Okuma Metni
┌────────

“Zaman geçiyor, biz geçiyoruz, dün dünde kalıyor, yarın henüz yok, hepimiz aslında bir bugüne mahkumuz.”
Tanrı Kronos’tan bugüne, “zaman” kendi evlatlarını öldürerek geçmeye devam ediyor.
Fakat bilenleriz hatırlar, Kronos’un dehşetengiz tiranlığına oğlu Zeus son vermişti. Ya bizim zamanımızda, Zeus kim ya da ne?
Nerede, hangi ülkede yaşarsak yaşayalım, bireysel ilişkilerde, sadece günü kurtararak yaşadığımızın farkındayız değil mi?
Dünden kalan sorumluluk, kimlik, yarına akan dertler, kişilik… Şimdi dediğimiz kimlik ile kişiliğin çatışması, değil mi? Özgür tercihlerimiz veya bencillik adını verdiğimiz her şey, veya sisteme karşı gelsek de bastırdığımız iç dünyamız, korku ve kaygılarımız, bugünü dünden ve yarından halihazırda koparmıyor mu?
Çevremizdeki herkesi, yakınlarımızı, sevgilimizi, eşimizi, dostumuzu, ne kadar iyi tanıyoruz, anlıyoruz, dinliyoruz, ya sokakta karşımıza çıkan insanları! ya binaları, sütunları, doğayı, hayvanları…
Her şey aslında dünden gelse de yarına da aksa da bugün değil mi? Her halükarda, uyanık geçirdiğimiz bir “bugüne” mahkumuz…
Her gün aynı yerden doğan güneş aynı yerden batıyor. Her gün aynı odada uyanıp aynı odada uykuya dalıyoruz. Arada aynı kişilerle hemen hemen aynı zaman dilimlerinde görüşüyoruz, sözcükleri hemen hemen aynı zaman dilimlerinde kullanıyoruz.

└────────

Veri Kesiti
┌────────

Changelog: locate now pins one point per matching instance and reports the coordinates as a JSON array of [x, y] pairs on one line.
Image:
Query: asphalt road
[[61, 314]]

└────────

Yönerge
Okuma metnine göre Kronos'un tiranlığına kim son vermiştir, lütfen belirtin.

Alıştırma Çıktısı
Kronos'un tiranlığına oğlu Zeus son vermiştir.